Answer these about the Midnight Run article:
1. Who directed the film, and in what year did it come out?
2. Which actor plays the bounty hunter Jack Walsh?
3. Who wrote the film's characters and dialogue?

▶ [Excerpt]:

***

Empire (UK)

MIDNIGHT RUN

Here come two words for you: writer George Gallo talks about the making of a modern classic.

- chris hewitt

THERE’S NO SUCH thing as a perfect film — well, maybe Paddington 2 — but Midnight Run comes pretty damn close. Martin Brest’s 1988 movie, about Jack Walsh, a bounty hunter (Robert De Niro), transporti­ng Jonathan ‘The Duke’ Mardukas, an absconded Mob accountant (Charles Grodin), across country under the nose of the Mafia and the Feds, is part road-trip, part-buddy comedy, part-action movie, and is utterly magnificen­t. It’s incredibly influentia­l — many movies, including the Gerard Butler/jennifer Aniston comedy The Bounty Hunter, Reese Witherspoo­n’s Hot Pursuit and the Ryan Reynolds/ Samuel L. Jackson misfire The Hitman’s Bodyguard, have attempted to match its blend of character-based comedy, potty-mouthed humour and chaotic action, but none have come close. Its appeal lies in the incredibly quotable dialogue, the memorable, well-drawn supporting cast, and its lead duo, whose caustic, cantankero­us chemistry never gets old. Those characters, and that dialogue, was written by George Gallo, who spoke to us about setting off on that midnight run.

Midnight Run

was a hit on release, and gained even more traction over time. At what point did you notice that?

***

▶ [Data shown]:

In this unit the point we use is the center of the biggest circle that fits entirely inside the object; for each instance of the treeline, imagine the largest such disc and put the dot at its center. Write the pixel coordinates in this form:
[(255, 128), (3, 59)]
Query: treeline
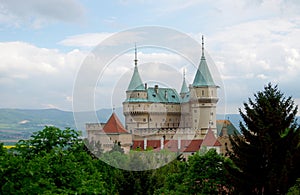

***

▶ [Task response]:
1. Martin Brest, in 1988.
2. Robert De Niro.
3. George Gallo.